Instructions for the task
The entries that follow should be repeated exactly, with no pictures kept.

Data to examine
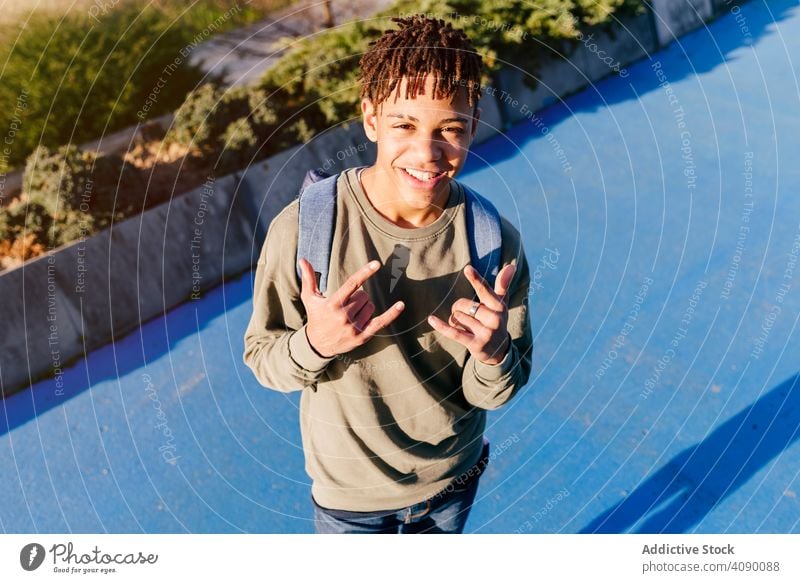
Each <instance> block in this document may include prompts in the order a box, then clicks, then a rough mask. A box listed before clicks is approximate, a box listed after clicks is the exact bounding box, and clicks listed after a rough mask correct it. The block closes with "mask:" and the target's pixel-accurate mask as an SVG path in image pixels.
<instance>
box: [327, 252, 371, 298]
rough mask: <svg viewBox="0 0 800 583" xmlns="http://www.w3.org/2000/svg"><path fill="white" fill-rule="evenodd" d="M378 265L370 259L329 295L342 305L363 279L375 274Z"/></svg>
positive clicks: (365, 280) (362, 282)
mask: <svg viewBox="0 0 800 583" xmlns="http://www.w3.org/2000/svg"><path fill="white" fill-rule="evenodd" d="M380 266H381V264H380V262H379V261H370V262H369V263H367V264H366V265H365V266H364V267H362V268H361V269H359V270H358V271H356V272H355V273H354V274H353V275H351V276H350V277H348V278H347V281H345V282H344V283H343V284H342V286H341V287H340V288H339V289H337V290H336V293H334V294H333V295H332V296H331V299H332V300H333V301H335V302H337V303H338V304H339V305H342V306H343V305H344V304H345V303H346V302H347V300H348V299H350V296H351V295H353V293H355V291H356V290H357V289H358V288H360V287H361V285H362V284H363V283H364V282H365V281H367V280H368V279H369V278H370V277H372V276H373V275H375V273H376V272H377V271H378V268H379V267H380Z"/></svg>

Answer to the exercise
Each <instance> block in this document may include prompts in the order a box, then clicks, then a rough mask. A box listed before clicks is approximate, a box listed after clicks is the exact bounding box, and clicks listed after a rough mask correct it. The block closes with "mask:" and the target's pixel-accurate mask as an SVG path in image pixels.
<instance>
box: [327, 252, 371, 298]
rough mask: <svg viewBox="0 0 800 583" xmlns="http://www.w3.org/2000/svg"><path fill="white" fill-rule="evenodd" d="M378 265L370 259L329 295L342 305L363 279L375 274Z"/></svg>
positive clicks: (365, 280) (362, 282)
mask: <svg viewBox="0 0 800 583" xmlns="http://www.w3.org/2000/svg"><path fill="white" fill-rule="evenodd" d="M380 266H381V264H380V262H379V261H370V262H369V263H367V264H366V265H365V266H364V267H362V268H361V269H359V270H358V271H356V272H355V273H354V274H353V275H351V276H350V277H348V278H347V281H345V282H344V283H343V284H342V286H341V287H340V288H339V289H337V290H336V293H334V294H333V295H332V296H331V299H332V300H333V301H335V302H337V303H338V304H339V305H342V306H343V305H344V304H345V303H346V302H347V300H348V299H350V296H351V295H353V293H355V291H356V290H357V289H358V288H360V287H361V285H362V284H363V283H364V282H365V281H367V280H368V279H369V278H370V277H372V276H373V275H375V273H376V272H377V271H378V268H379V267H380Z"/></svg>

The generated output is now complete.